Additionally, default areas may be defined for particular source
applications 152.
[0060] The notification options 430 may include a notification
criteria and a notification technique. The notification criteria
specify a comparison function and threshold that the monitor 154
uses to determine if and when to notify the user that a change has
occurred in a viewport 310 via the notification technique. Example
notification criteria may include a percent amount of data in the
viewport that was changed, an area of the viewport that was
changed, data of a specified color in the viewport that was
changed, text in the viewport that was changed, an image in the
viewport that was changed, a rate of change of data in the
viewport, and a threshold that was reached in multiple viewports.
The notification technique specifies a method for communicating a
change to the user and may include blinking data, an audio sound,
highlighting data, or any other appropriate technique. The monitor
154 sets the notification options 430 based on information received
via the notification options user interface 330 (FIG. 3).
[0061] The viewport identifier 435 specifies a viewport 310, which
is associated with the respective selected region 425. For example
the viewport identifier 435 in the record 405 identifies the
instant messaging viewport 310-1, the viewport identifier 435 in
the record 410 identifies the stock ticker viewport 310-2, and the
viewport identifier 435 in the record 415 identifies the weather
radar viewport 310-3.
=======
*Written task 1*.
List each example notification criterion named in the notification passage.
The notification passage and the records are unrelated material.
=======
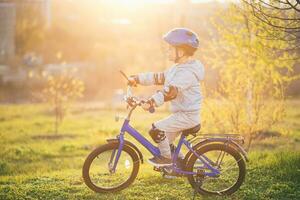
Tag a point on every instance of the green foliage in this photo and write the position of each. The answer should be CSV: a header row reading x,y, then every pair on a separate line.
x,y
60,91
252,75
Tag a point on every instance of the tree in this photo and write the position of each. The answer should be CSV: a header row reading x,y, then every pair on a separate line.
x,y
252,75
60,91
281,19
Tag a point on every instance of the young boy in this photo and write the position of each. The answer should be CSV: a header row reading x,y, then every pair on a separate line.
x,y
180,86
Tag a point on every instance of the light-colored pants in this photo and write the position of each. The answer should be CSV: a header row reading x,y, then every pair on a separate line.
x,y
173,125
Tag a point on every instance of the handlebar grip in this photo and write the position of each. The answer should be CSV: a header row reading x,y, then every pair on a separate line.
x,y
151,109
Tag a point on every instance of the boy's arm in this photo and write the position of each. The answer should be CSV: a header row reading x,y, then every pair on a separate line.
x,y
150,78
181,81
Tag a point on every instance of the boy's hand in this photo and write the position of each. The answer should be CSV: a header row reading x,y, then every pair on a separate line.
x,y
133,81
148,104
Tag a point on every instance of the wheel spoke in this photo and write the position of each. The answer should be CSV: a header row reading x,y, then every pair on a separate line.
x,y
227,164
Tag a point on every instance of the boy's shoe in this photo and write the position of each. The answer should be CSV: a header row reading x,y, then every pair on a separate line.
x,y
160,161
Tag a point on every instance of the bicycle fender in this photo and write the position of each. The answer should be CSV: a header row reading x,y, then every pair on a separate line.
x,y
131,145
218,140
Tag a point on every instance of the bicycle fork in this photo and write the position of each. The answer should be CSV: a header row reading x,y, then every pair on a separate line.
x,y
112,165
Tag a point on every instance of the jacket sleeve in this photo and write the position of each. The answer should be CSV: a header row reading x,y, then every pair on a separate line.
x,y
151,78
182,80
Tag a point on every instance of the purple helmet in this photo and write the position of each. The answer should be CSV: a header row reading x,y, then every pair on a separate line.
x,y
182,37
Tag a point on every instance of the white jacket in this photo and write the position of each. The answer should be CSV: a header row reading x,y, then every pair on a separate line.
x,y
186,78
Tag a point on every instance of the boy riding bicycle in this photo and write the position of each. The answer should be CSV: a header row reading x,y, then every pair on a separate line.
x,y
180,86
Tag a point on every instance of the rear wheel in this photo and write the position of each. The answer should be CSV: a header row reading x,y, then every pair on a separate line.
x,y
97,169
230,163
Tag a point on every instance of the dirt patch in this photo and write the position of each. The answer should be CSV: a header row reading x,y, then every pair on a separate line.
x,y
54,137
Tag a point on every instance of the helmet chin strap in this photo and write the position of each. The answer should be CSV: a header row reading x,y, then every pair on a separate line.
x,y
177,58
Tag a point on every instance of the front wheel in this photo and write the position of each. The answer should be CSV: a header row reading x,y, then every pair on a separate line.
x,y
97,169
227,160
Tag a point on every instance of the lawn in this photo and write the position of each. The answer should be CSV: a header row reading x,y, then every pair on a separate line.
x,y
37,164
=======
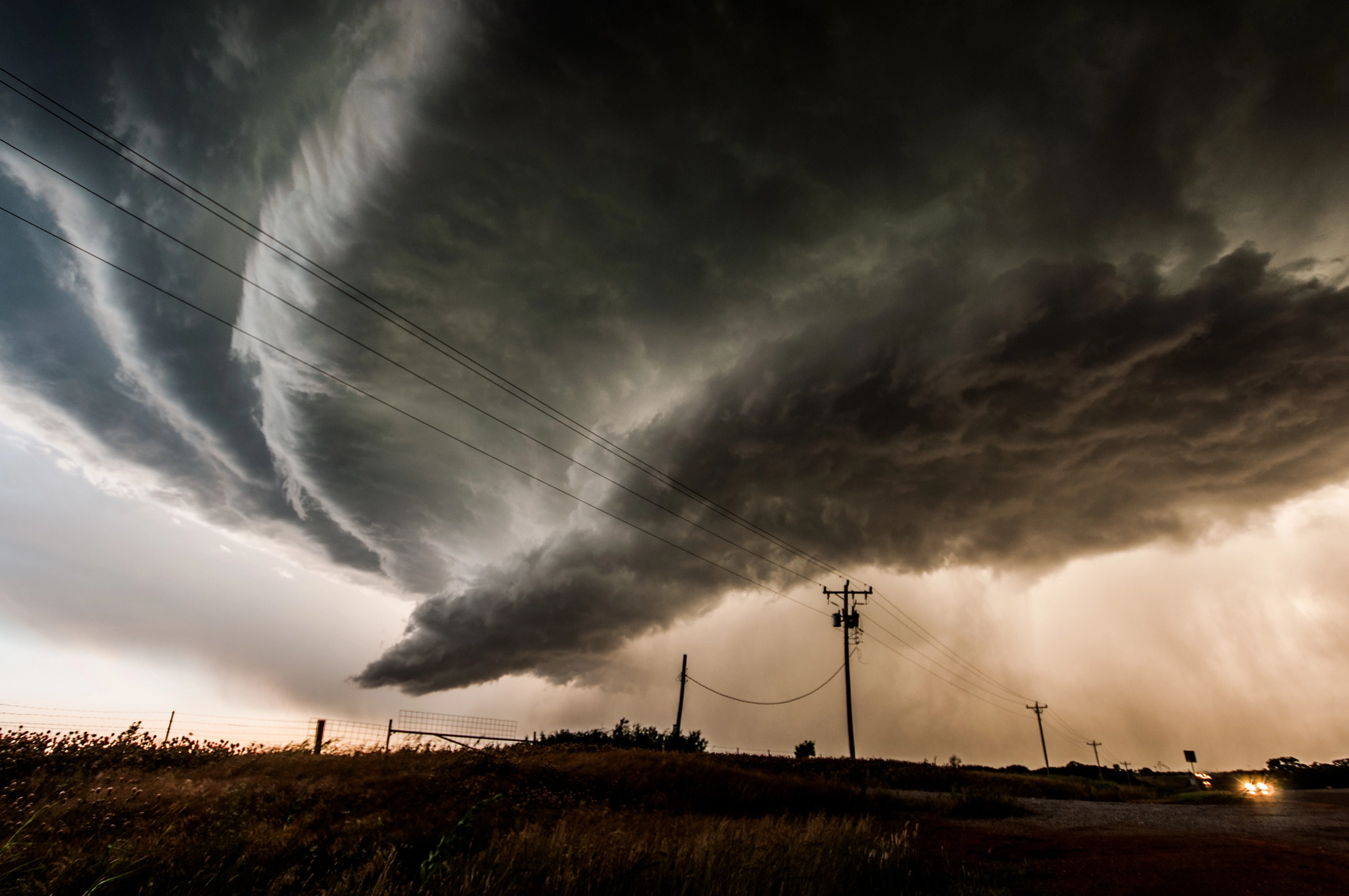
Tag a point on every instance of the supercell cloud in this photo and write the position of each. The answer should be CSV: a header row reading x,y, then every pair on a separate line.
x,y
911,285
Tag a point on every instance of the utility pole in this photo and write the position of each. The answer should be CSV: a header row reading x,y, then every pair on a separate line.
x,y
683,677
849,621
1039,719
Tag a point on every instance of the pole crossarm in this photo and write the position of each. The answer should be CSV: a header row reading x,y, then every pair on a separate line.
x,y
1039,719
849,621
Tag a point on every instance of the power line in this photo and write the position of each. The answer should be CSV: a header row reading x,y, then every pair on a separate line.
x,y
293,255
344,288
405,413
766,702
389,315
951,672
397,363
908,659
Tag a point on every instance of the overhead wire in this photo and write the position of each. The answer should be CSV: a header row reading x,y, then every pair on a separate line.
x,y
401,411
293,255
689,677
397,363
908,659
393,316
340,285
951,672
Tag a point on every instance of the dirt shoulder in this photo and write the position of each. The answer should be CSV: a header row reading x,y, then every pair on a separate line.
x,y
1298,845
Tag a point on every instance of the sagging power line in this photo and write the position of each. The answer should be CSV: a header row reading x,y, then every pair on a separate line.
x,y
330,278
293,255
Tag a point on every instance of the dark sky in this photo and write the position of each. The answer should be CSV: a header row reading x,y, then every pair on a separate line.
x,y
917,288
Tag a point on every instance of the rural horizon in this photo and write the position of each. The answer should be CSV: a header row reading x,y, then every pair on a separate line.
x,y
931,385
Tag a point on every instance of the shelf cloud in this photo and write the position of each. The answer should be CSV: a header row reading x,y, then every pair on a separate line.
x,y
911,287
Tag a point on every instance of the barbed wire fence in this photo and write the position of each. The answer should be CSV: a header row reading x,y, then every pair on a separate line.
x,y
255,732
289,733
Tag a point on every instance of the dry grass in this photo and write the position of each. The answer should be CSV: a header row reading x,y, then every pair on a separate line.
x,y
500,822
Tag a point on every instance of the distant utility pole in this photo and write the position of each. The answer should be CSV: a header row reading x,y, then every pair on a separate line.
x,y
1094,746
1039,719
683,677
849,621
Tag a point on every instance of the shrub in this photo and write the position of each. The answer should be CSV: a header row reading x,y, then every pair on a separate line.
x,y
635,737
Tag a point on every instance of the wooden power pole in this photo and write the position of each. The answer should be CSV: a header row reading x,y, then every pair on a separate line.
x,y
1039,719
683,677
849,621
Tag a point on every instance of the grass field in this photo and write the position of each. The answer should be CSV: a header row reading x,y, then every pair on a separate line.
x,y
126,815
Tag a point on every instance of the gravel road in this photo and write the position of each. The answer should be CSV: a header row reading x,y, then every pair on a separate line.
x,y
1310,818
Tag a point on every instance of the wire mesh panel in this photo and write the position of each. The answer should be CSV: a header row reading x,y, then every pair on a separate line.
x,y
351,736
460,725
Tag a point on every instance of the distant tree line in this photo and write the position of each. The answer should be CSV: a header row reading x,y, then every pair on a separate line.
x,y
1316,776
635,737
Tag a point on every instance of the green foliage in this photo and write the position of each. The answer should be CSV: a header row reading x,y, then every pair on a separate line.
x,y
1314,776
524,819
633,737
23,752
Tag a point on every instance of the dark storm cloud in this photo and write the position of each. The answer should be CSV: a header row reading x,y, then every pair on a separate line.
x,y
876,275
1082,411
=======
*Written task 2*.
Return every line of the records that contains the string "grip", matching case exactly.

*Worked answer 1*.
- A percent amount of data in the viewport that was changed
- An area of the viewport that was changed
- Data of a specified color in the viewport that was changed
- Text in the viewport that was changed
- An image in the viewport that was changed
- A rate of change of data in the viewport
- A threshold that was reached in multiple viewports

*Worked answer 2*.
Tag a point on every instance of the handlebar grip in this photo and write the position of each. The answer should be CSV: a header row reading x,y, then every pair on a separate line.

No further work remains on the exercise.